→ **Records from a data collection**:
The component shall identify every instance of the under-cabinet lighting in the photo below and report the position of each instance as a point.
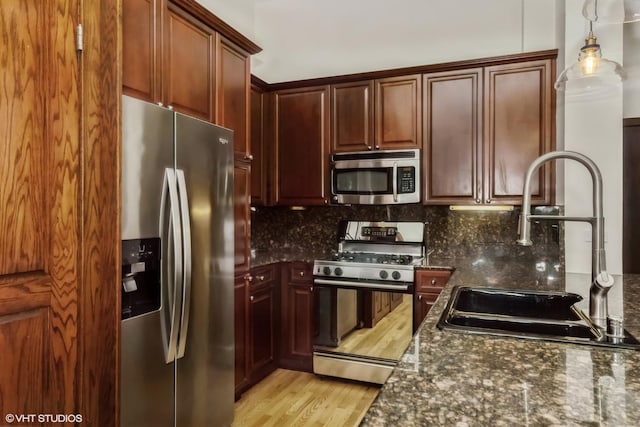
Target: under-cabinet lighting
(502, 208)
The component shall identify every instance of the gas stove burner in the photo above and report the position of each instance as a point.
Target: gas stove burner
(373, 258)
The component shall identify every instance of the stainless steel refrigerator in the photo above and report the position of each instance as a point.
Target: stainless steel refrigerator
(177, 354)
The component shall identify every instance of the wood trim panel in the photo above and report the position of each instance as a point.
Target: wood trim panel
(431, 68)
(99, 291)
(203, 14)
(233, 95)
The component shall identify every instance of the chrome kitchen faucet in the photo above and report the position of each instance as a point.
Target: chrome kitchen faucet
(601, 281)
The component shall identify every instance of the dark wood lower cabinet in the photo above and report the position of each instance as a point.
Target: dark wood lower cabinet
(256, 325)
(263, 322)
(297, 317)
(241, 294)
(429, 284)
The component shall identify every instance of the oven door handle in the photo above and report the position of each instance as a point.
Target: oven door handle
(394, 185)
(363, 285)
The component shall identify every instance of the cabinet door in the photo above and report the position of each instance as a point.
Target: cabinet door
(241, 215)
(397, 115)
(259, 163)
(189, 65)
(519, 111)
(140, 77)
(352, 117)
(298, 314)
(233, 95)
(302, 146)
(262, 330)
(452, 121)
(241, 315)
(423, 303)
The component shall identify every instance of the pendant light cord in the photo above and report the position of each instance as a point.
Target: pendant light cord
(522, 26)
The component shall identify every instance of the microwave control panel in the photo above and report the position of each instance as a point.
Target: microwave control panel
(406, 179)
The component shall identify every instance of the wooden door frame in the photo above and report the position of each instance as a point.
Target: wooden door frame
(97, 380)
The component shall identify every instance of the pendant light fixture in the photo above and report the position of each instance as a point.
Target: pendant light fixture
(611, 11)
(592, 74)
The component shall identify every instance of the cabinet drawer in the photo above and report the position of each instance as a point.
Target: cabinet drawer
(431, 281)
(300, 272)
(429, 297)
(263, 275)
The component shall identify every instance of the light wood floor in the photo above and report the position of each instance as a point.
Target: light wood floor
(289, 398)
(388, 339)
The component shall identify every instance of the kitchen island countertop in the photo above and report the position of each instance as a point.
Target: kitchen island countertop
(461, 379)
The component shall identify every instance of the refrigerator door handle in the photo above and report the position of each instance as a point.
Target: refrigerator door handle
(186, 259)
(171, 241)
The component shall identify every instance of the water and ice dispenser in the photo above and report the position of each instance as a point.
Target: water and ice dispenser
(140, 277)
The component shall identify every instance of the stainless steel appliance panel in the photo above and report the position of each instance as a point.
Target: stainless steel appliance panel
(147, 381)
(147, 149)
(205, 374)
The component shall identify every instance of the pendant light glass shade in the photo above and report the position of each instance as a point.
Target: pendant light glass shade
(592, 73)
(611, 11)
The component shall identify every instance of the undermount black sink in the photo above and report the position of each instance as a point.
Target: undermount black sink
(542, 315)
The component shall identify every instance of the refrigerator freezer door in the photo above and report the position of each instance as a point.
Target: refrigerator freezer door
(205, 374)
(147, 381)
(147, 149)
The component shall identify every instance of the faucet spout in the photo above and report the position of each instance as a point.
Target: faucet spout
(601, 282)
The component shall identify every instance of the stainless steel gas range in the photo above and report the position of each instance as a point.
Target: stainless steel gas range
(364, 299)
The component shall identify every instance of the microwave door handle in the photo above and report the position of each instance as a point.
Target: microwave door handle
(394, 184)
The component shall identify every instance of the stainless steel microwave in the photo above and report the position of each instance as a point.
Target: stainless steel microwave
(376, 177)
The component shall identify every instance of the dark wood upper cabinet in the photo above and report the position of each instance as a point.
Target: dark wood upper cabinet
(376, 114)
(352, 117)
(302, 146)
(397, 113)
(233, 96)
(189, 74)
(452, 120)
(139, 49)
(519, 111)
(259, 164)
(178, 53)
(482, 129)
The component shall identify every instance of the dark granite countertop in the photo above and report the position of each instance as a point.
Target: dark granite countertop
(460, 379)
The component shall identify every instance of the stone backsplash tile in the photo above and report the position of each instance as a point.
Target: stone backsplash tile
(448, 233)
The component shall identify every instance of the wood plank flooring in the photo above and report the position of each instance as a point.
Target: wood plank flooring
(290, 398)
(388, 339)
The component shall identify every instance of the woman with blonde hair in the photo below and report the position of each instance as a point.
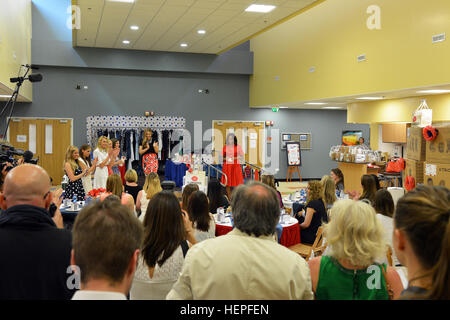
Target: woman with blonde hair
(131, 185)
(75, 171)
(349, 271)
(315, 212)
(102, 158)
(422, 241)
(114, 186)
(85, 157)
(114, 152)
(269, 179)
(149, 152)
(329, 191)
(151, 187)
(187, 191)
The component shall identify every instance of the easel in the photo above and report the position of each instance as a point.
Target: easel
(294, 160)
(291, 170)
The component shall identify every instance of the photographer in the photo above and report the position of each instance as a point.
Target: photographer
(5, 168)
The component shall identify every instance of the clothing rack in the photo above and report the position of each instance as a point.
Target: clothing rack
(126, 124)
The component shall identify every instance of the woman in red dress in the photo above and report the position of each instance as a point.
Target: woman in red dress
(232, 156)
(149, 152)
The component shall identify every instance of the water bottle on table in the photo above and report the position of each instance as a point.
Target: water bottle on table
(74, 202)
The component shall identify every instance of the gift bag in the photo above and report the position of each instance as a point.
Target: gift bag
(423, 115)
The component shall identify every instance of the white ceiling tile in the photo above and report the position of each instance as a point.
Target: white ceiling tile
(164, 24)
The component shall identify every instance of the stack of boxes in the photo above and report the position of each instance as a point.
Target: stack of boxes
(415, 155)
(428, 161)
(437, 165)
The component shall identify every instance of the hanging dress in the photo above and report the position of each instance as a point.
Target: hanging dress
(87, 181)
(101, 174)
(150, 160)
(231, 166)
(75, 187)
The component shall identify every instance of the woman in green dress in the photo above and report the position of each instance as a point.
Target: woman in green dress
(349, 272)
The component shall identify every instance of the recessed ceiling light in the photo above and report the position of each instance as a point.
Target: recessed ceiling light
(434, 91)
(260, 8)
(370, 98)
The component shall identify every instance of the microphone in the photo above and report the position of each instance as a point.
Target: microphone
(32, 77)
(31, 66)
(18, 79)
(35, 77)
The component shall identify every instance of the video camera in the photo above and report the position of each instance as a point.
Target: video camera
(8, 152)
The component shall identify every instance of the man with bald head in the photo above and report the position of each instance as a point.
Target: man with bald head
(34, 247)
(247, 263)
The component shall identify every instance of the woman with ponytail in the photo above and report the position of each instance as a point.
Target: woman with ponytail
(422, 241)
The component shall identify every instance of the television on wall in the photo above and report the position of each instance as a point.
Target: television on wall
(351, 137)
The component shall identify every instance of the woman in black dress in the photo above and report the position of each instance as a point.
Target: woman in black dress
(75, 170)
(315, 213)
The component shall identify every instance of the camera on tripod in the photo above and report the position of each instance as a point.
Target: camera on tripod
(7, 154)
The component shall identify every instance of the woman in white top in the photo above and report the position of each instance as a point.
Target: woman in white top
(168, 234)
(151, 187)
(202, 220)
(101, 157)
(85, 157)
(384, 206)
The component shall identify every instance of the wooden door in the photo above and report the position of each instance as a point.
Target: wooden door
(48, 139)
(250, 137)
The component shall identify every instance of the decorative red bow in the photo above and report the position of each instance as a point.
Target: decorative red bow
(430, 133)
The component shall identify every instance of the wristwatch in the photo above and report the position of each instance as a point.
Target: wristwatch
(52, 209)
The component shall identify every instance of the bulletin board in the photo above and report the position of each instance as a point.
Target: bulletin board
(293, 153)
(303, 138)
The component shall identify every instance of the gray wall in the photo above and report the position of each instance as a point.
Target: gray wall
(114, 92)
(130, 82)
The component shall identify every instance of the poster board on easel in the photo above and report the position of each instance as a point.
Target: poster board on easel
(293, 154)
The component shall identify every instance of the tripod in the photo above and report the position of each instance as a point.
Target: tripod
(12, 100)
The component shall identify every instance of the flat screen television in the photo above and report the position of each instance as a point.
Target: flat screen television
(351, 137)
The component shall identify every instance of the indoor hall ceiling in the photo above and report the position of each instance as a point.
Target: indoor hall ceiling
(166, 24)
(340, 103)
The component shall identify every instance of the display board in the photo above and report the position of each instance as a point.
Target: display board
(303, 138)
(293, 154)
(351, 137)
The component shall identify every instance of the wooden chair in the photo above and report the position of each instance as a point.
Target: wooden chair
(389, 255)
(305, 250)
(319, 251)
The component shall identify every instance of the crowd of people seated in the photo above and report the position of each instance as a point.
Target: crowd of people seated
(164, 248)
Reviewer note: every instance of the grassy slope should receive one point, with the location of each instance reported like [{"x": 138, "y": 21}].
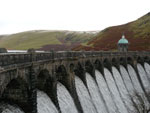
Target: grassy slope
[
  {"x": 137, "y": 32},
  {"x": 38, "y": 39}
]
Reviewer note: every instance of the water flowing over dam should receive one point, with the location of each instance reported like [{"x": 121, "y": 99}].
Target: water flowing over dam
[
  {"x": 112, "y": 94},
  {"x": 108, "y": 89}
]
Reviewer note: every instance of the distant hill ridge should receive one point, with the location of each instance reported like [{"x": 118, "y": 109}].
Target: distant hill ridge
[
  {"x": 137, "y": 33},
  {"x": 46, "y": 39}
]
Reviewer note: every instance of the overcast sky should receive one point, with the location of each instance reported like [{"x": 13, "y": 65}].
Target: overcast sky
[{"x": 79, "y": 15}]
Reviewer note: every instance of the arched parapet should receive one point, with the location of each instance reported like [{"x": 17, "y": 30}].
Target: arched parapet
[
  {"x": 123, "y": 61},
  {"x": 107, "y": 64},
  {"x": 140, "y": 60},
  {"x": 147, "y": 59},
  {"x": 115, "y": 62},
  {"x": 17, "y": 92},
  {"x": 131, "y": 61},
  {"x": 67, "y": 78},
  {"x": 89, "y": 67},
  {"x": 47, "y": 83},
  {"x": 80, "y": 72},
  {"x": 99, "y": 66}
]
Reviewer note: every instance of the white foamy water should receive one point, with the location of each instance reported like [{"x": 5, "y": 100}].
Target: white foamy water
[
  {"x": 137, "y": 85},
  {"x": 127, "y": 80},
  {"x": 123, "y": 91},
  {"x": 6, "y": 108},
  {"x": 65, "y": 100},
  {"x": 134, "y": 79},
  {"x": 95, "y": 94},
  {"x": 112, "y": 86},
  {"x": 44, "y": 103},
  {"x": 84, "y": 96},
  {"x": 105, "y": 92},
  {"x": 130, "y": 88},
  {"x": 147, "y": 69},
  {"x": 143, "y": 77}
]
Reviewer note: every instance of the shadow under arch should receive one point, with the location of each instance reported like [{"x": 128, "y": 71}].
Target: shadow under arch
[
  {"x": 123, "y": 62},
  {"x": 107, "y": 64},
  {"x": 47, "y": 83},
  {"x": 66, "y": 78},
  {"x": 17, "y": 92},
  {"x": 115, "y": 63},
  {"x": 140, "y": 60},
  {"x": 147, "y": 59},
  {"x": 89, "y": 67},
  {"x": 99, "y": 66}
]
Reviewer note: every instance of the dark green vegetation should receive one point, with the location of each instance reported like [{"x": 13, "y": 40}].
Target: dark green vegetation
[
  {"x": 45, "y": 40},
  {"x": 137, "y": 32}
]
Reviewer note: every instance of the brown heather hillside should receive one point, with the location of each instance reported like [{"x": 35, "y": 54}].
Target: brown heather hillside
[
  {"x": 137, "y": 33},
  {"x": 45, "y": 40}
]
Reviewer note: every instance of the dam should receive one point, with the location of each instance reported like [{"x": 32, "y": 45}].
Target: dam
[{"x": 75, "y": 82}]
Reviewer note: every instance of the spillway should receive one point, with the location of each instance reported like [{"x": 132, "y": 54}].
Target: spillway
[{"x": 115, "y": 91}]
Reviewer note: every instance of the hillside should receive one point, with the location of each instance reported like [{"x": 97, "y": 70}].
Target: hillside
[
  {"x": 45, "y": 40},
  {"x": 137, "y": 33}
]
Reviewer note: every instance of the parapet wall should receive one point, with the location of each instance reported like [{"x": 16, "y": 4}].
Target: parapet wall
[{"x": 31, "y": 71}]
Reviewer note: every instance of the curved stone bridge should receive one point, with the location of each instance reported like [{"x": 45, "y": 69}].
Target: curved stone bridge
[{"x": 21, "y": 74}]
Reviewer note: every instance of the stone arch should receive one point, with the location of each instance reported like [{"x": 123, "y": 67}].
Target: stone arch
[
  {"x": 140, "y": 60},
  {"x": 42, "y": 79},
  {"x": 130, "y": 61},
  {"x": 147, "y": 59},
  {"x": 80, "y": 72},
  {"x": 63, "y": 76},
  {"x": 89, "y": 67},
  {"x": 115, "y": 63},
  {"x": 17, "y": 92},
  {"x": 99, "y": 66},
  {"x": 107, "y": 64}
]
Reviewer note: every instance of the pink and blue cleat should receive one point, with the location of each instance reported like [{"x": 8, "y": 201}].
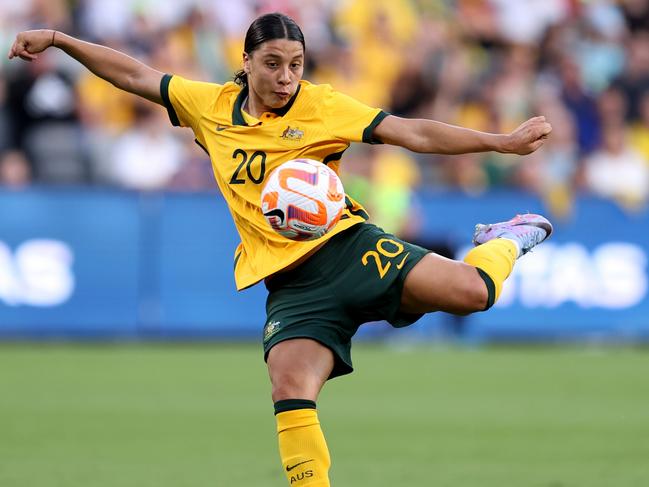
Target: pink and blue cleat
[{"x": 527, "y": 231}]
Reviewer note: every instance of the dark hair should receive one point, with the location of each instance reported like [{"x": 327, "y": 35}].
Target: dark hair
[{"x": 267, "y": 28}]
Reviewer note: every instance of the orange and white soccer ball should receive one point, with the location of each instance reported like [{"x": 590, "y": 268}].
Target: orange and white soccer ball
[{"x": 302, "y": 199}]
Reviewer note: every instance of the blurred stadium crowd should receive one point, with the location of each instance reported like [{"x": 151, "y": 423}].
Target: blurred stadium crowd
[{"x": 485, "y": 64}]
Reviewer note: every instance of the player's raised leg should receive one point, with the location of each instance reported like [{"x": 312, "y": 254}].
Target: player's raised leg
[
  {"x": 298, "y": 369},
  {"x": 440, "y": 284}
]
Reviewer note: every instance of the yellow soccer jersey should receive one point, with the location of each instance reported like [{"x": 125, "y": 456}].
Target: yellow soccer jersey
[{"x": 317, "y": 123}]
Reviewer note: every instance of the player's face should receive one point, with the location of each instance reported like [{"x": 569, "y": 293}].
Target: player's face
[{"x": 274, "y": 70}]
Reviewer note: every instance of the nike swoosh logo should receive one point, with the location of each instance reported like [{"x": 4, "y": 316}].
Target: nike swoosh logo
[
  {"x": 403, "y": 261},
  {"x": 288, "y": 469}
]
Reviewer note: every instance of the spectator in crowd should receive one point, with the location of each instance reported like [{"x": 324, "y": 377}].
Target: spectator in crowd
[
  {"x": 616, "y": 170},
  {"x": 14, "y": 170},
  {"x": 148, "y": 156}
]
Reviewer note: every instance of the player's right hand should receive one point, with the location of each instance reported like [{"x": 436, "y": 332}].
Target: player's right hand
[{"x": 31, "y": 42}]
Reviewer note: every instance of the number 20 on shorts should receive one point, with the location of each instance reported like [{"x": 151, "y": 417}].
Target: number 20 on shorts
[{"x": 386, "y": 253}]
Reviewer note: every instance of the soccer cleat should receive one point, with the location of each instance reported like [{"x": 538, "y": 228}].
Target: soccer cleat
[{"x": 527, "y": 231}]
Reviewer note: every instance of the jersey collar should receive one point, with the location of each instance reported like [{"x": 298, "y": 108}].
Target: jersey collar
[{"x": 237, "y": 116}]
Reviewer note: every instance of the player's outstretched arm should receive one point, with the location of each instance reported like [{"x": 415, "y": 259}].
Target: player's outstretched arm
[
  {"x": 115, "y": 67},
  {"x": 433, "y": 137}
]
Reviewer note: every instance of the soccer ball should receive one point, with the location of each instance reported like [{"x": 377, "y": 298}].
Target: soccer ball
[{"x": 302, "y": 199}]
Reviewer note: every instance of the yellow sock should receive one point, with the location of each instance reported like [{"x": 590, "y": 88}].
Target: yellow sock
[
  {"x": 302, "y": 446},
  {"x": 494, "y": 261}
]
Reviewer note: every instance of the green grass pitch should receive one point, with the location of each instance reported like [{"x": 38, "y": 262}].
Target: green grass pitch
[{"x": 181, "y": 416}]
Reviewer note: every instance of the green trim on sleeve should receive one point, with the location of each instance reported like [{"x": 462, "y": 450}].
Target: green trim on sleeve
[
  {"x": 237, "y": 116},
  {"x": 164, "y": 93},
  {"x": 368, "y": 133},
  {"x": 336, "y": 156}
]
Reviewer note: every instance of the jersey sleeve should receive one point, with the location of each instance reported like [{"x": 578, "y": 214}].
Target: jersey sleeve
[
  {"x": 348, "y": 119},
  {"x": 186, "y": 100}
]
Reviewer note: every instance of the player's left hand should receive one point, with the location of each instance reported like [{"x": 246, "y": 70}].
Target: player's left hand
[{"x": 528, "y": 137}]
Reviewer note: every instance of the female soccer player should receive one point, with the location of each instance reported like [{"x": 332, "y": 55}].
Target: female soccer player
[{"x": 320, "y": 292}]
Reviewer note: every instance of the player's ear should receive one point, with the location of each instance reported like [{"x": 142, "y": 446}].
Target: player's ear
[{"x": 246, "y": 63}]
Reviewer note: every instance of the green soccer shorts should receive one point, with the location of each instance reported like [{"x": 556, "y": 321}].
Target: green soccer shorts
[{"x": 356, "y": 277}]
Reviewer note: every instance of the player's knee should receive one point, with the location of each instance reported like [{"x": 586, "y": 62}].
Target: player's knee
[{"x": 289, "y": 385}]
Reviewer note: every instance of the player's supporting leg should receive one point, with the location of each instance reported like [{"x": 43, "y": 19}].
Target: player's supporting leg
[
  {"x": 298, "y": 369},
  {"x": 440, "y": 284}
]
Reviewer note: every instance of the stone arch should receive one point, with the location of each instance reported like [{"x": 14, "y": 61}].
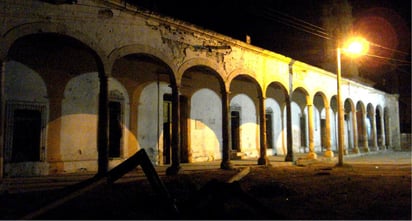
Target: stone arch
[
  {"x": 245, "y": 92},
  {"x": 321, "y": 119},
  {"x": 58, "y": 57},
  {"x": 151, "y": 83},
  {"x": 387, "y": 123},
  {"x": 361, "y": 125},
  {"x": 334, "y": 122},
  {"x": 299, "y": 102},
  {"x": 206, "y": 95},
  {"x": 351, "y": 140},
  {"x": 371, "y": 126}
]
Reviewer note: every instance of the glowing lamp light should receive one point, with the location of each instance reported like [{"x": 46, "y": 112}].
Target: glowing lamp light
[{"x": 356, "y": 47}]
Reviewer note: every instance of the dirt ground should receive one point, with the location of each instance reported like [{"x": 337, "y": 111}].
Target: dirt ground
[{"x": 373, "y": 187}]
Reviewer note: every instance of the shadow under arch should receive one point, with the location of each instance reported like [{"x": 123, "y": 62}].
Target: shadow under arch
[
  {"x": 362, "y": 126},
  {"x": 58, "y": 58},
  {"x": 299, "y": 102},
  {"x": 201, "y": 84},
  {"x": 277, "y": 98}
]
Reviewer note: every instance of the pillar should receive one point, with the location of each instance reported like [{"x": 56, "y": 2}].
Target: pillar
[
  {"x": 289, "y": 156},
  {"x": 175, "y": 167},
  {"x": 311, "y": 154},
  {"x": 328, "y": 152},
  {"x": 103, "y": 126},
  {"x": 225, "y": 164},
  {"x": 365, "y": 134},
  {"x": 2, "y": 116},
  {"x": 374, "y": 133},
  {"x": 263, "y": 159},
  {"x": 382, "y": 135},
  {"x": 355, "y": 133}
]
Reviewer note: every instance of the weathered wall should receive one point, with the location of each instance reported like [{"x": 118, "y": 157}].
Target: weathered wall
[{"x": 201, "y": 63}]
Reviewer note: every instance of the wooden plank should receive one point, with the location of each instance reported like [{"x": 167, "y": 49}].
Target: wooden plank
[{"x": 245, "y": 171}]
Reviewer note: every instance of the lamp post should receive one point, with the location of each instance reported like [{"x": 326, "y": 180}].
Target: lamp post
[{"x": 355, "y": 46}]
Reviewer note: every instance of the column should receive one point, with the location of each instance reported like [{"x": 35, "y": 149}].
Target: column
[
  {"x": 263, "y": 159},
  {"x": 355, "y": 133},
  {"x": 365, "y": 134},
  {"x": 289, "y": 156},
  {"x": 374, "y": 134},
  {"x": 54, "y": 132},
  {"x": 2, "y": 116},
  {"x": 175, "y": 167},
  {"x": 328, "y": 152},
  {"x": 225, "y": 164},
  {"x": 311, "y": 154},
  {"x": 103, "y": 126},
  {"x": 383, "y": 137}
]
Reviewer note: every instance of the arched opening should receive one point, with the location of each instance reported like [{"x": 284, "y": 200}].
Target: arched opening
[
  {"x": 245, "y": 141},
  {"x": 203, "y": 87},
  {"x": 38, "y": 68},
  {"x": 299, "y": 121},
  {"x": 149, "y": 82},
  {"x": 275, "y": 104}
]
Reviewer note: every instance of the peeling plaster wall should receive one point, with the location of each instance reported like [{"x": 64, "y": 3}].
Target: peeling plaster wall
[{"x": 112, "y": 32}]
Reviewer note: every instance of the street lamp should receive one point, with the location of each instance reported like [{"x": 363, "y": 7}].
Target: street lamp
[{"x": 355, "y": 47}]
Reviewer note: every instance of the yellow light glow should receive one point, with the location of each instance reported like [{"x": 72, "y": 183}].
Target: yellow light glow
[{"x": 356, "y": 46}]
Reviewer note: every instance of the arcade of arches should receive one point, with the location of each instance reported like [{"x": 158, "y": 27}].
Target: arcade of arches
[{"x": 82, "y": 92}]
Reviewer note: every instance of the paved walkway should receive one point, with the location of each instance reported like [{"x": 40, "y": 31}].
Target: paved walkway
[{"x": 14, "y": 185}]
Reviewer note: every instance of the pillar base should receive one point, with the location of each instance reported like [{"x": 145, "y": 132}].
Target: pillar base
[
  {"x": 289, "y": 157},
  {"x": 356, "y": 150},
  {"x": 263, "y": 161},
  {"x": 173, "y": 170},
  {"x": 312, "y": 155},
  {"x": 226, "y": 165},
  {"x": 329, "y": 154}
]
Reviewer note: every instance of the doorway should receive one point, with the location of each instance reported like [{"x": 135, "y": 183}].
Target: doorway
[
  {"x": 235, "y": 130},
  {"x": 167, "y": 128},
  {"x": 26, "y": 135},
  {"x": 269, "y": 131},
  {"x": 115, "y": 129}
]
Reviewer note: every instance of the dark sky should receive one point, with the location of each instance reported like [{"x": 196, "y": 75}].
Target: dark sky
[{"x": 291, "y": 27}]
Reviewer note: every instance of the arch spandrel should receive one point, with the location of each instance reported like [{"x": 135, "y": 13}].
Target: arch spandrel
[
  {"x": 200, "y": 62},
  {"x": 118, "y": 53}
]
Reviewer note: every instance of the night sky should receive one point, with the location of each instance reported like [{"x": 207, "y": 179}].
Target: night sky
[{"x": 292, "y": 27}]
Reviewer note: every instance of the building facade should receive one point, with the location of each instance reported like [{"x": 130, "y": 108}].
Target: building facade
[{"x": 86, "y": 85}]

→ **DIRECTIONS FOR THIS TASK**:
Which lines of the data hold the string "below"? Return each of them.

→ **ANSWER TO THIS EXERCISE**:
The component shall identify every instance of the under-cabinet lighting in the photo below and report the position of each instance as a point.
The component shall identify every instance of the woman with blonde hair in the photo below and report the position of each instance as a point.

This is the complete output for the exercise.